▶ RECORDS
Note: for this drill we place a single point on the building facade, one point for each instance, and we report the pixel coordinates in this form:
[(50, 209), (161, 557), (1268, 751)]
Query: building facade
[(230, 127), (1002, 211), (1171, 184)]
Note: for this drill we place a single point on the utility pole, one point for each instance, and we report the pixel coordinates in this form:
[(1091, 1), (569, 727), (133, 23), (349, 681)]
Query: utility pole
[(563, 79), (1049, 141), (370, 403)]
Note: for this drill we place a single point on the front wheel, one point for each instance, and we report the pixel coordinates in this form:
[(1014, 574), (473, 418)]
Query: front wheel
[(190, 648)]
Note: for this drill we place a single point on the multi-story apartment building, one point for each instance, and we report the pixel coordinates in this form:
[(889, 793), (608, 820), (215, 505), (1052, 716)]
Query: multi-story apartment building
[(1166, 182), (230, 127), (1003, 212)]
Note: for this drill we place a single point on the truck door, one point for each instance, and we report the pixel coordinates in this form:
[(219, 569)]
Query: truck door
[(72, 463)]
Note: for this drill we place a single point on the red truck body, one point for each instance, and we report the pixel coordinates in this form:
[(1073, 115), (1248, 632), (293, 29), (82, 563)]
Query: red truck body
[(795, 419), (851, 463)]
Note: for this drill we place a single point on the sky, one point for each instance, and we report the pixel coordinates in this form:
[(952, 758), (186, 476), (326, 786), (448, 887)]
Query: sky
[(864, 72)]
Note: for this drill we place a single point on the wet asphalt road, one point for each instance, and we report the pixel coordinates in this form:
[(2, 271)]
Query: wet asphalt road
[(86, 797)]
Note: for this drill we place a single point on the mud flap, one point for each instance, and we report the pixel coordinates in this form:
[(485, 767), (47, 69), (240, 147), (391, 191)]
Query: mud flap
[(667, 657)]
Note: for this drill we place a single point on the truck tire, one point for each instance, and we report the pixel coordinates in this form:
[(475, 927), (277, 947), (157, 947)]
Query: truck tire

▶ YOUR GOAL
Please swap "drill" for "exercise" throughout the material above and write it out again, keeping everything else the same.

▶ TASK RESULT
Note: for this exercise we place a single point on the building facade, one point for each instance, and we report the pixel coordinates in this form:
[(50, 209), (161, 557), (1268, 751)]
Query: building facade
[(230, 127), (1002, 211), (1171, 184)]
Note: for this exercise we place a single point on the utility pole, one point for each instance, and we report the pixel coordinates in this form:
[(1091, 1), (569, 727), (133, 23), (349, 681)]
Query: utility pole
[(563, 79), (1049, 141), (370, 403)]
Note: for this exercise we place a single point on the front wheel, one point for each instance, and we report the pixel coordinates in this form:
[(1014, 574), (473, 418)]
Query: front wheel
[(190, 648)]
Note: for this exercise we place a single point on the multi-story apartment building, one point for each instance, and we report the pixel coordinates in this form:
[(889, 793), (608, 820), (215, 505), (1052, 716)]
Query: multi-story apartment building
[(1166, 182), (230, 127), (1003, 212)]
Note: for this exercise we place a single point on the truck door, one point for each instance, and we report the pixel coordinates in this form:
[(219, 569)]
Query: truck door
[(72, 463)]
Note: for this exercise we place a single point on the red truck body, one point for each instance, and we report the pixel coordinates in this form:
[(1073, 115), (1248, 632), (293, 29), (82, 563)]
Query: red truck body
[(795, 419), (851, 463)]
Note: for this exercise we place a single point on the sky, one point for each instance, and we report the pixel coordinates in this form:
[(952, 758), (186, 476), (326, 786), (448, 887)]
Query: sky
[(864, 72)]
Note: for this exercise we place a single point on the wet asphalt road, one point for each instance, and we report the pixel coordinates in this form:
[(2, 271)]
Query: wet asphalt road
[(86, 797)]
Note: for this exercise we place a single point on the mud flap, one point for each instance, and we report the pixel coordinates in this form:
[(485, 767), (47, 69), (240, 147), (391, 191)]
Query: mud flap
[(667, 657)]
Note: for this exercise we place a single point on the truck tire, one point for each instance, and we report the pixel coordinates in this form:
[(475, 927), (277, 947), (157, 947)]
Query: truck tire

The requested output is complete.